Your instructions:
In the records below, the lines from the one with "hmm ok so the thing I'm after is the front" through the last are to be printed exactly, and nothing else.

Stored items:
◇ ◇ ◇ ◇ ◇ ◇ ◇
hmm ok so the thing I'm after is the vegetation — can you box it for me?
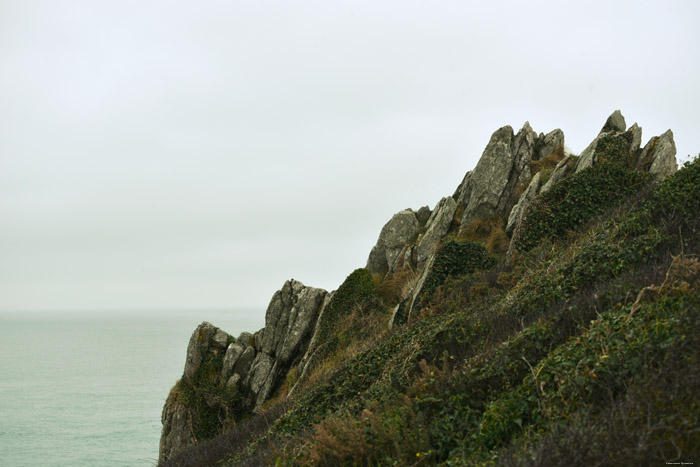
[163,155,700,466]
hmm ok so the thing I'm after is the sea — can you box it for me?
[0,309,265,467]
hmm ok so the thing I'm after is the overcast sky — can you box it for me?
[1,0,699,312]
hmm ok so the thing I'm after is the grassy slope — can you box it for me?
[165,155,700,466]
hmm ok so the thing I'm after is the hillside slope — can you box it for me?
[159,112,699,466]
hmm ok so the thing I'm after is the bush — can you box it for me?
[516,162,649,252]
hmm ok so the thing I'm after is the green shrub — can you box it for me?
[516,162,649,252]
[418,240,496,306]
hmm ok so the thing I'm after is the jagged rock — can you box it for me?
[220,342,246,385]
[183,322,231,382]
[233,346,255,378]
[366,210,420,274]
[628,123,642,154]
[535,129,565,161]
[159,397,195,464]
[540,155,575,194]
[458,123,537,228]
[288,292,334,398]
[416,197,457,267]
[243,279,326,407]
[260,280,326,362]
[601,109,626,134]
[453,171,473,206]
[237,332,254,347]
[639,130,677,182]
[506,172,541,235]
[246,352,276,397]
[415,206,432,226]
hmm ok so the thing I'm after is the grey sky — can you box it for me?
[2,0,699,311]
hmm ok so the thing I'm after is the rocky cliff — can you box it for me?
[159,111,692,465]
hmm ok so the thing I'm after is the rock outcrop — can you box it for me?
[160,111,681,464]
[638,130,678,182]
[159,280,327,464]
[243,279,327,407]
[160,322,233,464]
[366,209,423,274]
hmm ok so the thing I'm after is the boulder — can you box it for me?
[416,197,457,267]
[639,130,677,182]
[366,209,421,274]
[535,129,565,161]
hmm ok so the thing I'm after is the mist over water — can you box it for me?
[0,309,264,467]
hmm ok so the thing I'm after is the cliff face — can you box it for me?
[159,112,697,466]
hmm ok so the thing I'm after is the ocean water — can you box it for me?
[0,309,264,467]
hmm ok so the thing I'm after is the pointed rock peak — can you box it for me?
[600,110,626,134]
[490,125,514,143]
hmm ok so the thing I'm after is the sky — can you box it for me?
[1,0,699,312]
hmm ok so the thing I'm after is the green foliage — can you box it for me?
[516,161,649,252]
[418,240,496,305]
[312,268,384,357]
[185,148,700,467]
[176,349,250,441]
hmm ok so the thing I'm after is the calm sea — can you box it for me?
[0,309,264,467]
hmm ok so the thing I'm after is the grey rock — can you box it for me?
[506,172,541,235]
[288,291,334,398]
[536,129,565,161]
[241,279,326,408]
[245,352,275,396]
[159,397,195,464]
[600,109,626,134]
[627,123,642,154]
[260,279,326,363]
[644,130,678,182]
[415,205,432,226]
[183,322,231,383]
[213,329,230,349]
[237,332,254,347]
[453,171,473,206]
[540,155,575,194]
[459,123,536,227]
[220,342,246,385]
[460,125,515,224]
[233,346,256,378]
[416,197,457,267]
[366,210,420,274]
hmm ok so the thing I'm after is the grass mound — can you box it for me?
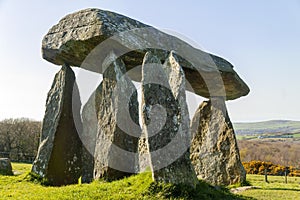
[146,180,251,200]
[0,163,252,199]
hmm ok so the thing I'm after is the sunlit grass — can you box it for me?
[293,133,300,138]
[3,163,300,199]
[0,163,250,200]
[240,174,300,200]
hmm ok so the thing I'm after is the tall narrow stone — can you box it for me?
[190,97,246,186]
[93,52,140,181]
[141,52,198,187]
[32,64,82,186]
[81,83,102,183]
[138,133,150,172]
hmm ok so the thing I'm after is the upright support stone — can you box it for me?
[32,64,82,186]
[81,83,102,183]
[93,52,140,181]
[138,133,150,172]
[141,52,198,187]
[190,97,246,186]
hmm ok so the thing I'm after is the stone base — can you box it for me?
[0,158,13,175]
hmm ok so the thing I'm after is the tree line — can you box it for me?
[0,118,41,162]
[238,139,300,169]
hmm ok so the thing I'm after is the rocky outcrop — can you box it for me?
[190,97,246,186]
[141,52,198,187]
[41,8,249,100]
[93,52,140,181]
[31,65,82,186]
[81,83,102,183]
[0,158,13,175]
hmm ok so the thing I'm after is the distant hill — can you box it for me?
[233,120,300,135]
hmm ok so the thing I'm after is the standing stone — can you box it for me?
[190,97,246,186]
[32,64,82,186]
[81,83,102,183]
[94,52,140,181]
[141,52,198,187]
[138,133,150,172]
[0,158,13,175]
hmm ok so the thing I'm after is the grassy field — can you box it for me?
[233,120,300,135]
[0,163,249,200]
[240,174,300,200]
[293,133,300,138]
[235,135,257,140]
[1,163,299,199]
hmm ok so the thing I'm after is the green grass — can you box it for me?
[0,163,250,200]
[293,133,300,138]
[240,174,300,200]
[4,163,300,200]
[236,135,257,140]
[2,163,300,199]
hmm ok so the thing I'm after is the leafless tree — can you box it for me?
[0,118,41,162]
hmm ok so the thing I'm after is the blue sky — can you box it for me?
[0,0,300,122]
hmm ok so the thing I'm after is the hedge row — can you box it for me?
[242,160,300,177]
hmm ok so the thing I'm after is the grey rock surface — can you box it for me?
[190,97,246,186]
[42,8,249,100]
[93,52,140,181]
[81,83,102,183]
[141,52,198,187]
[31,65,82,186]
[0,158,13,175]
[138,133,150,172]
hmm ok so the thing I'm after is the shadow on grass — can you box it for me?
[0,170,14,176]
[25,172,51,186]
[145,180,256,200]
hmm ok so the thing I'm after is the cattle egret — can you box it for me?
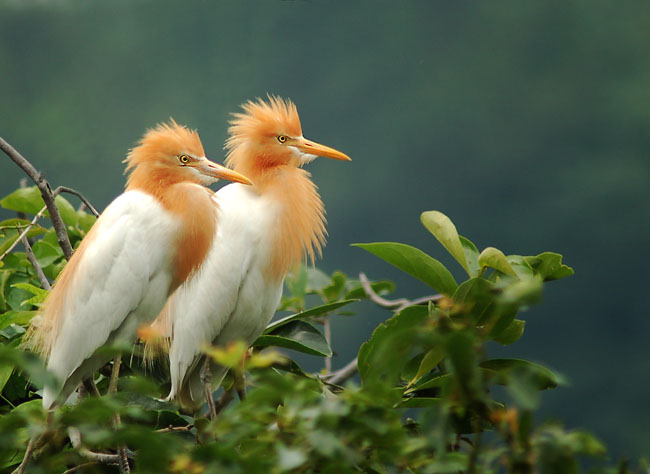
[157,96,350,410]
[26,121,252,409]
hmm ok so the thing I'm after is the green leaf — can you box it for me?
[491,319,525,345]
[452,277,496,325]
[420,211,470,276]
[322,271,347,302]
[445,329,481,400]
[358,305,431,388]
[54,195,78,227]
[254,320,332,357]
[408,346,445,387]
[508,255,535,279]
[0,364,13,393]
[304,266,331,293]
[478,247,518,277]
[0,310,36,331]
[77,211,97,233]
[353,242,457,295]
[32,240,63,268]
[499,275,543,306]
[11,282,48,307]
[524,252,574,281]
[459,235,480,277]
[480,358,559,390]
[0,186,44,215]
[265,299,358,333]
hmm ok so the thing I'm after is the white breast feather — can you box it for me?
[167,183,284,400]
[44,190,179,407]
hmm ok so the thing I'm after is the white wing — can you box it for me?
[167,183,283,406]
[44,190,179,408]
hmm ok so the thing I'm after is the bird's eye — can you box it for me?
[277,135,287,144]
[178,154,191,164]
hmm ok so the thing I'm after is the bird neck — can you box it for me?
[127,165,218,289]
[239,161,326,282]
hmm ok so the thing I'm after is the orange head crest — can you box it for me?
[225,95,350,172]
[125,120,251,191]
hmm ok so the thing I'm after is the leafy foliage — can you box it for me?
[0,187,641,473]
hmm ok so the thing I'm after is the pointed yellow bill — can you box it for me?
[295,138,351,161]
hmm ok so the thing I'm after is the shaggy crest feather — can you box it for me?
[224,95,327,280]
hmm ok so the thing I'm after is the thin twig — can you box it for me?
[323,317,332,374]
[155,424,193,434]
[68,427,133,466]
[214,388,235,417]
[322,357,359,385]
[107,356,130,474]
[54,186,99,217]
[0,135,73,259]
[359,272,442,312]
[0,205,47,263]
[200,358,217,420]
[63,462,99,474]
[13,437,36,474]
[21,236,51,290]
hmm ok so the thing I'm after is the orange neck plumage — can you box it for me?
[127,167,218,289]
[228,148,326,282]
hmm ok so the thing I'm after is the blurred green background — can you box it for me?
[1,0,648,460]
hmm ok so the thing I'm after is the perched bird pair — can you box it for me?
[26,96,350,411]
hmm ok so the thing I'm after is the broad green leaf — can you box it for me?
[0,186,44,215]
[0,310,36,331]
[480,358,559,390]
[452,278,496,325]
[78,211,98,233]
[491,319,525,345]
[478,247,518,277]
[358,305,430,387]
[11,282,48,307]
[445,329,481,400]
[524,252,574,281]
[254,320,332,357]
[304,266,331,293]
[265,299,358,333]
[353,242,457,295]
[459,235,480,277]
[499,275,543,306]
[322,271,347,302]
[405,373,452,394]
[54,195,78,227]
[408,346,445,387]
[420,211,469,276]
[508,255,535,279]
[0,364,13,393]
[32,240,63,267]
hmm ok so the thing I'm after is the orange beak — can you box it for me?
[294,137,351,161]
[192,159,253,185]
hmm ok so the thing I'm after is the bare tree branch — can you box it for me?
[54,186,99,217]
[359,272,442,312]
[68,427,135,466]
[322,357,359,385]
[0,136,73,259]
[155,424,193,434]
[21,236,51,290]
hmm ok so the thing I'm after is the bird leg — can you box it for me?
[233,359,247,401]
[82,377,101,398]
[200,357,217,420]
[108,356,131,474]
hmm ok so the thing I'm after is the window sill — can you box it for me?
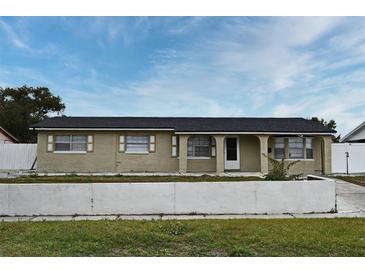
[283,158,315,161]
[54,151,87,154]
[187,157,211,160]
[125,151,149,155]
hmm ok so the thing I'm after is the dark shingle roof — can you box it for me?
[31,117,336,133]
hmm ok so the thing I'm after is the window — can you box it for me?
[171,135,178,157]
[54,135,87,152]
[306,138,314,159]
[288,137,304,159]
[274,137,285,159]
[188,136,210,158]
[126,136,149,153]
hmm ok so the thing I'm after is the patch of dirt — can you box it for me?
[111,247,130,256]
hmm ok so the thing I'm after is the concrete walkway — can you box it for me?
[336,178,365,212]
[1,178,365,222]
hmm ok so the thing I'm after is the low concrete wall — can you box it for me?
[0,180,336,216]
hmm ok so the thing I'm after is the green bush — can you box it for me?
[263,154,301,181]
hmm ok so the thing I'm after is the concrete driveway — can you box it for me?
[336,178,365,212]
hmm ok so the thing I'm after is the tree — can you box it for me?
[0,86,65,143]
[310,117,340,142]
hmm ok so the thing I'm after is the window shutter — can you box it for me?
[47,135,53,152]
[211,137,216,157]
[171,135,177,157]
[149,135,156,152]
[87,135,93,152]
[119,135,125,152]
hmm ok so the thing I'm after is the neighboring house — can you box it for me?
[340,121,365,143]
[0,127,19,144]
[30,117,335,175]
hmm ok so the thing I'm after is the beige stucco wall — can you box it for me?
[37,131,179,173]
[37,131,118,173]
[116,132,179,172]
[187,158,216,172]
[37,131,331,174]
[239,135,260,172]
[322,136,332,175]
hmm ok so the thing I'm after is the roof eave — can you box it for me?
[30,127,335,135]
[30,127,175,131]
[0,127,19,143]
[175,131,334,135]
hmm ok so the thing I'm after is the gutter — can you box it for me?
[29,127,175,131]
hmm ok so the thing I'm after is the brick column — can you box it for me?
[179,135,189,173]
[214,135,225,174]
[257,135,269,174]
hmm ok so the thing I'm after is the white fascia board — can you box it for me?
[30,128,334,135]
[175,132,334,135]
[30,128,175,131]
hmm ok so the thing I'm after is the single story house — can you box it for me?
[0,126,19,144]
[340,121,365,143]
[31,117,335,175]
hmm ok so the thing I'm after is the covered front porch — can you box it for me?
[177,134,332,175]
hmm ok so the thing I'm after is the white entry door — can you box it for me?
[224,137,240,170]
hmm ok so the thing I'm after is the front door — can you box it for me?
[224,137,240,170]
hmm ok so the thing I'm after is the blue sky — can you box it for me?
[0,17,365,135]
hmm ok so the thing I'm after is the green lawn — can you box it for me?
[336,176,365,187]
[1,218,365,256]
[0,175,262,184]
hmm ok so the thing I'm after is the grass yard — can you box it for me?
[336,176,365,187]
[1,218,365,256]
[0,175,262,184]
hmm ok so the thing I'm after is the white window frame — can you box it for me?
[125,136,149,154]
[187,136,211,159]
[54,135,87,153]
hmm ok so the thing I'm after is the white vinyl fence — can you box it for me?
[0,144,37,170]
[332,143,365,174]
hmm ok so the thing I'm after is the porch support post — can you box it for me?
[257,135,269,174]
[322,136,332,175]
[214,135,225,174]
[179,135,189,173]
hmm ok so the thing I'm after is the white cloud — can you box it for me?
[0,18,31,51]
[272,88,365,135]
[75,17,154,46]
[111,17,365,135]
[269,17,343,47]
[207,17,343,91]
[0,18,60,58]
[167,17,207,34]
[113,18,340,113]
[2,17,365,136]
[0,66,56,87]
◇ ◇ ◇ ◇ ◇ ◇ ◇
Result:
hmm ok so the thing I'm after is the front door — can you box it for me?
[224,137,240,170]
hmm ok so the thing I'm after is the blue sky — can you box it for me?
[0,17,365,135]
hmm ok so the thing I'm after is the green lawn — can you box it for me?
[336,176,365,187]
[1,218,365,256]
[0,175,262,184]
hmm ok so the thing I'm after is the grass yard — can you box it for me?
[336,176,365,187]
[1,218,365,256]
[0,175,262,184]
hmm ok so the thing I'm after is the white window frame — can you box it for me?
[125,136,149,154]
[187,136,211,159]
[54,135,87,153]
hmm ok so the thing I'm after is the white vinyl fence — can you box it for me?
[0,144,37,170]
[332,143,365,174]
hmm ok so the thing I'm after is the porch support post — can you box it for me?
[257,135,269,174]
[322,136,332,175]
[214,135,225,174]
[179,135,189,173]
hmm ok so the thing I'm after is the white cloud — can you box it for me?
[0,18,31,51]
[272,88,365,135]
[75,17,154,46]
[111,17,365,135]
[269,17,343,47]
[207,17,343,91]
[0,18,60,58]
[167,17,207,34]
[113,18,340,113]
[2,17,365,136]
[0,66,56,87]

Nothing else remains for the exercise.